- _PAGE_:
_ _ _ _ _

The processes and blocks described herein are not limited to the specific examples described and are not limited to the specific orders used as examples herein. Rather, any of the processing blocks may be re-ordered, combined, or removed, performed in parallel or in serial, as desired, to achieve the results set forth above. The processing blocks associated with implementing the audio processing system may be performed by one or more programmable processors executing one or more computer programs stored on a non-transitory computer readable storage medium to perform the functions of the system. All or part of the audio processing system may be implemented as, special purpose logic circuitry (e.g., an FPGA (field-programmable gate array) and/or an ASIC (application-specific integrated circuit)). All or part of the audio system may be implemented using electronic hardware circuitry that include electronic devices such as, for example, at least one of a processor, a memory, a programmable logic device or a logic gate. Further, processes can be implemented in any combination of hardware devices and software components.


In some aspects, this disclosure may include the language, for example, “at least one of [element A] and [element B].” This language may refer to one or more of the elements. For example, “at least one of A and B” may refer to “A,” “B,” or “A and B.” Specifically, “at least one of A and B” may refer to “at least one of A and at least one of B,” or “at least of either A or B.” In some aspects, this disclosure may include the language, for example, “[element A], [element B], and/or [element C].” This language may refer to either of the elements or any combination thereof. For instance, “A, B, and/or C” may refer to “A,” “B,” “C,” “A and B,” “A and C,” “B and C,” or “A, B, and C.”


While certain aspects have been described and shown in the accompanying drawings, it is to be understood that such aspects are merely illustrative of and not restrictive, and the disclosure is not limited to the specific constructions and arrangements shown and described, since various other modifications may occur to those of ordinary skill in the art.


To aid the Patent Office and any readers of any patent issued on this application in interpreting the claims appended hereto, applicants wish to note that they do not intend any of the appended claims or claim elements to invoke 35 U.S.C. 112(f) unless the words “means for” or “step for” are explicitly used in the particular claim.


It is well understood that the use of personally identifiable information should follow privacy policies and practices that are recognized as meeting or exceeding industry or governmental requirements for maintaining the privacy of users. In particular, personally identifiable information data should be managed and handled so as to minimize risks of unintentional or unauthorized access or use, and the nature of authorized use should be clearly indicated to users.\


The following statements can now be made in view of the description above and the figures.

_ _ _ _ _

- _DATA_:
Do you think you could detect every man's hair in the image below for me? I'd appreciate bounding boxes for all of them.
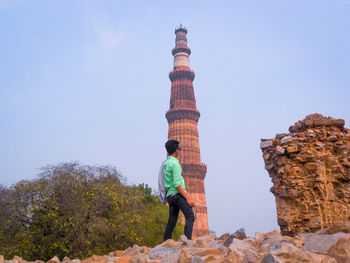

_ _ _ _ _

- _REQUEST 1_: Do these statements agree with the passage? Answer yes or no for each, and quote the deciding words. (a) The processing blocks may be performed in parallel. (b) "At least one of A and B" refers only to "A and B." (c) The applicants intend every appended claim to invoke 35 U.S.C. 112(f).
- _REQUEST 2_: What two kinds of special purpose logic circuitry does the passage name as examples?
- _REQUEST 3_: Please copy from the passage word for word, starting at the words "To aid the Patent" and ending after "the particular claim.".
Answer from the passage alone, without the data.

- _RESPONSE 1_:
(a) Yes: "performed in parallel or in serial, as desired"
(b) No: "For example, “at least one of A and B” may refer to “A,” “B,” or “A and B.”"
(c) No: "they do not intend any of the appended claims or claim elements to invoke 35 U.S.C. 112(f) unless the words “means for” or “step for” are explicitly used in the particular claim."

- _RESPONSE 2_: An FPGA (field-programmable gate array) and an ASIC (application-specific integrated circuit).

- _RESPONSE 3_:
To aid the Patent Office and any readers of any patent issued on this application in interpreting the claims appended hereto, applicants wish to note that they do not intend any of the appended claims or claim elements to invoke 35 U.S.C. 112(f) unless the words “means for” or “step for” are explicitly used in the particular claim.